WRITTEN INSTRUCTION. Retype the material word for word.

(Records from a dataset)
--------

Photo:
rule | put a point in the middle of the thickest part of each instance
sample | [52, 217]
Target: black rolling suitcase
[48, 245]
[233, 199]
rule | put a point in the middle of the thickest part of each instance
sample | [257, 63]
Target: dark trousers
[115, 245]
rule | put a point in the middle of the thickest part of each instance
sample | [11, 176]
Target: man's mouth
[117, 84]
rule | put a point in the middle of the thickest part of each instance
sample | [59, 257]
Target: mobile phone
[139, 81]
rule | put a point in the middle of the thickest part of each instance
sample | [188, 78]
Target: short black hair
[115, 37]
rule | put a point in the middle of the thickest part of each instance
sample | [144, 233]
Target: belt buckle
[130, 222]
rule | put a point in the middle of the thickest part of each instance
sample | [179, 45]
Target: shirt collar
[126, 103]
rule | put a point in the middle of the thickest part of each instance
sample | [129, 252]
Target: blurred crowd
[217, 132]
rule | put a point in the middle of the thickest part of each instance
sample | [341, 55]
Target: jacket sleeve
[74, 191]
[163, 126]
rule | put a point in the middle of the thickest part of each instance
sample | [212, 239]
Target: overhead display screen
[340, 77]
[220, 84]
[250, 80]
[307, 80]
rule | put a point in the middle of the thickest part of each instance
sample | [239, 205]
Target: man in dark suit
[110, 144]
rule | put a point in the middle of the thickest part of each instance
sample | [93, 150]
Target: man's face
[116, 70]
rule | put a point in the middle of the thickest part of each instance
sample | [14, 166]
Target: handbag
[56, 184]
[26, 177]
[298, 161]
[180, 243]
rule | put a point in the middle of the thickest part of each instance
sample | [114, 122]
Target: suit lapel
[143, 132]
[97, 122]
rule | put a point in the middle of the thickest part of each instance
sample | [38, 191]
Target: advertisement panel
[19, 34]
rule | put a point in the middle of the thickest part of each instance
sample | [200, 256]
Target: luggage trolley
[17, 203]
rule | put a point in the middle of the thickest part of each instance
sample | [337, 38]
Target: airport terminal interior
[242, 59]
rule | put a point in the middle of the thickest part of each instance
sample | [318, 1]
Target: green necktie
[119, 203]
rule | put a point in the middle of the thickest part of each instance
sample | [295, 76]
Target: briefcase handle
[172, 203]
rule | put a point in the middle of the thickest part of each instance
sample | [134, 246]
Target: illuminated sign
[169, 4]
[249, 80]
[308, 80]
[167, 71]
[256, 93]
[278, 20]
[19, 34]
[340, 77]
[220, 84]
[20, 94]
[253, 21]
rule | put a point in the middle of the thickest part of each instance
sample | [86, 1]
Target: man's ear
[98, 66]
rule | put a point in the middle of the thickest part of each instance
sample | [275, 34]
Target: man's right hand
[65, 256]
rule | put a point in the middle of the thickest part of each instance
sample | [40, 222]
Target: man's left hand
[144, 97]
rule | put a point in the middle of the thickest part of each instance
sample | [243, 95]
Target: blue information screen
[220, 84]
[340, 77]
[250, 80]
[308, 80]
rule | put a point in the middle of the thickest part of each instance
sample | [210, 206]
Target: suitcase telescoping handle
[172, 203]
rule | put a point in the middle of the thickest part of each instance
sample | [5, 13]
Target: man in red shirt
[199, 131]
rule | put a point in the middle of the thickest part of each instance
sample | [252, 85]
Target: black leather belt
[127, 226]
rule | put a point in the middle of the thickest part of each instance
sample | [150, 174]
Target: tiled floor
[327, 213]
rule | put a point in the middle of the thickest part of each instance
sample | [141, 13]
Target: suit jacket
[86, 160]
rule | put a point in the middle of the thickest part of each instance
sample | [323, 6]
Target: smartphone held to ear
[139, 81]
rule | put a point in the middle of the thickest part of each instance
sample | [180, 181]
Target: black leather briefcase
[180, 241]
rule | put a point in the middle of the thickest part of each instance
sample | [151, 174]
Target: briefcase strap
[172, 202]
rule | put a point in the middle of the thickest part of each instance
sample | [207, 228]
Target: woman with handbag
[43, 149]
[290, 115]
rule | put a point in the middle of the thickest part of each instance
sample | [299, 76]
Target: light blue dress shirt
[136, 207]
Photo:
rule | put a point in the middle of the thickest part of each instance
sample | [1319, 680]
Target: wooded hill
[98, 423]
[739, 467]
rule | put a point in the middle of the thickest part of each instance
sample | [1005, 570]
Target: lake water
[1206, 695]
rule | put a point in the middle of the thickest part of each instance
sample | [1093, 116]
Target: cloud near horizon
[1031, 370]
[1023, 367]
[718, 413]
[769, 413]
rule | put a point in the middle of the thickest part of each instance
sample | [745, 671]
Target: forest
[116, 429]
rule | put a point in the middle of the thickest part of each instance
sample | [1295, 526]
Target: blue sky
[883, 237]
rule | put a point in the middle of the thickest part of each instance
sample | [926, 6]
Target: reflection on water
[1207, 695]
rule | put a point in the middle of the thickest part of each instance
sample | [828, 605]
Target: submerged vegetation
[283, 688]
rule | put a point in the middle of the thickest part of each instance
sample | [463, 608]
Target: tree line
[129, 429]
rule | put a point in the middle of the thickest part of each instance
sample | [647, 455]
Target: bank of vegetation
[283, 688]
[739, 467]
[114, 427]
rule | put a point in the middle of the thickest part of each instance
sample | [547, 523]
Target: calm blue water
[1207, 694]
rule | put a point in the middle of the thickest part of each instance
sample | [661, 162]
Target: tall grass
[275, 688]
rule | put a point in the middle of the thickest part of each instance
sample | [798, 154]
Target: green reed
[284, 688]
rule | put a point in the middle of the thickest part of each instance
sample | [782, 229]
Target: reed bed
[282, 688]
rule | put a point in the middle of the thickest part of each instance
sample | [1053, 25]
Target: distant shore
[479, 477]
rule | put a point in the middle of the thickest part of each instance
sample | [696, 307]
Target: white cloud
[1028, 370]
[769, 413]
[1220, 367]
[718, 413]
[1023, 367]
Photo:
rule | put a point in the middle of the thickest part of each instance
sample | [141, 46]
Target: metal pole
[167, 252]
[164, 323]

--------

THE COMPLETED TASK.
Photo:
rule | put a point in the middle of the thickest part of each instance
sample | [52, 217]
Target: black rolling suitcase
[48, 245]
[233, 199]
rule | put a point in the middle of the thickest part of each instance
sample | [257, 63]
Target: dark trousers
[115, 245]
rule | put a point in the middle of the thickest part of each instance
sample | [11, 176]
Target: man's mouth
[117, 84]
rule | put a point in the middle of the thickest part of each instance
sample | [59, 257]
Target: mobile phone
[139, 81]
rule | put a point in the middle of the thickest part of each instance
sample | [188, 78]
Target: short black hair
[115, 37]
rule | put a point in the middle of the thickest part of each instance
sample | [144, 233]
Target: belt buckle
[130, 222]
rule | put a point in the middle of the thickest part of each instance
sample | [179, 45]
Target: shirt collar
[126, 103]
rule | put a point in the middle of the thickest part of each instance
sample | [129, 252]
Target: blurred crowd
[217, 132]
rule | put a point in the middle of the thickest part of each instance
sample | [341, 55]
Target: jacket sleeve
[74, 191]
[163, 126]
rule | put a point in the middle of the thickest part of each instance
sample | [212, 239]
Target: overhead display screen
[340, 77]
[220, 84]
[250, 80]
[307, 80]
rule | put a point in the middle of the thickest part of each instance
sample | [239, 205]
Target: man in dark suit
[110, 144]
rule | put a point in the middle of the thickest part of each instance
sample | [93, 150]
Target: man's face
[116, 70]
rule | put a point in the middle of the thickest part of each instance
sample | [14, 166]
Target: handbag
[56, 184]
[26, 177]
[298, 161]
[180, 243]
rule | put a point in the middle of the thickest part of each instance
sample | [114, 122]
Target: suit lapel
[143, 132]
[97, 122]
rule | put a point in the middle of the thickest part of each instance
sample | [38, 191]
Target: advertisement panel
[19, 34]
rule | put a point in the middle of the thickest part of each instance
sample | [200, 256]
Target: luggage trolley
[17, 203]
rule | put a point in the middle of the thickest part of each instance
sample | [337, 38]
Target: airport terminal interior
[242, 59]
rule | put a point in the middle of the thickest part of each instance
sample | [318, 1]
Target: green necktie
[119, 203]
rule | put a point in the middle of the thickest part of each instance
sample | [295, 76]
Target: briefcase handle
[172, 203]
rule | put a point in the middle of the thickest part of each instance
sample | [134, 246]
Target: illuminated sign
[169, 4]
[249, 80]
[308, 80]
[167, 71]
[256, 93]
[278, 20]
[19, 34]
[340, 77]
[220, 84]
[20, 94]
[253, 21]
rule | put a point in the middle of the thickest part of each instance
sample | [86, 1]
Target: man's ear
[98, 66]
rule | put a point in the middle of the thickest part of each instance
sample | [275, 34]
Target: man's right hand
[65, 256]
rule | put a point in the middle of the thickest part of each instance
sample | [40, 222]
Target: man's left hand
[144, 97]
rule | put a point in the middle of the thickest part of each instance
sample | [243, 95]
Target: blue information screen
[220, 84]
[340, 77]
[250, 80]
[308, 80]
rule | put a point in the middle of the thickest part of each instance
sample | [210, 206]
Target: suitcase telescoping handle
[172, 203]
rule | put a point in the middle of the thickest part of each instance
sample | [5, 13]
Target: man in red shirt
[199, 131]
rule | put a point in the middle of the thickest part of each instance
sample | [252, 85]
Target: black leather belt
[127, 226]
rule | put a point in the middle of the thickest part of each instance
sample | [150, 174]
Target: tiled floor
[327, 213]
rule | put a point in the middle of the thickest part of each instance
sample | [141, 13]
Target: suit jacket
[86, 160]
rule | put a point in the middle of the thickest part of each instance
sample | [323, 6]
Target: smartphone held to ear
[139, 81]
rule | put a point in the middle of the thickest part of each instance
sample | [180, 181]
Target: black leather briefcase
[180, 241]
rule | put a point in the middle of the thickest part of each instance
sample | [151, 174]
Target: briefcase strap
[172, 202]
rule | put a point in the middle of the thickest part of each instance
sample | [207, 228]
Target: woman with handbag
[43, 149]
[290, 115]
rule | put a point in the middle of the thickest part of each instance
sample | [299, 76]
Target: light blue dress shirt
[136, 207]
Photo:
rule | put a point in the middle of the thickest part of each instance
sample | [1319, 680]
Target: wooded hill
[98, 423]
[739, 467]
rule | put a point in the middle of the thickest part of each instance
sample | [1005, 570]
Target: lake water
[1206, 695]
rule | put a point in the middle of the thickest part of each instance
sample | [1093, 116]
Target: cloud near horizon
[1031, 370]
[1023, 367]
[718, 413]
[769, 413]
rule | put a point in the middle of the thickest part of each instance
sample | [745, 671]
Target: forest
[116, 429]
rule | put a point in the middle of the thickest part of each instance
sample | [1295, 526]
Target: blue sky
[883, 237]
rule | put a point in the middle of the thickest part of each instance
sample | [926, 6]
Target: reflection on water
[1207, 695]
rule | put a point in the middle of the thickest part of each instance
sample | [828, 605]
Target: submerged vegetation
[283, 688]
rule | put a point in the middle of the thickest part of each instance
sample | [463, 608]
Target: tree line
[129, 429]
rule | put a point in the middle of the thickest part of each instance
sample | [647, 455]
Target: bank of vegetation
[283, 688]
[739, 467]
[114, 427]
rule | put a point in the middle of the thickest part of each instance
sample | [547, 523]
Target: calm blue water
[1207, 694]
rule | put a point in the middle of the thickest part of each instance
sample | [661, 162]
Target: tall grass
[275, 688]
rule | put a point in the middle of the thickest part of each instance
sample | [798, 154]
Target: green reed
[284, 688]
rule | put a point in the middle of the thickest part of each instance
sample | [782, 229]
Target: reed bed
[282, 688]
rule | put a point in the middle of the thickest part of each instance
sample | [1053, 25]
Target: distant shore
[479, 477]
rule | put a point in the middle of the thickest part of each instance
sample | [696, 307]
Target: white cloud
[1028, 370]
[769, 413]
[1220, 367]
[718, 413]
[1023, 367]
Photo:
rule | put a point in the middle of the thickest part of each instance
sample | [141, 46]
Target: metal pole
[167, 252]
[164, 323]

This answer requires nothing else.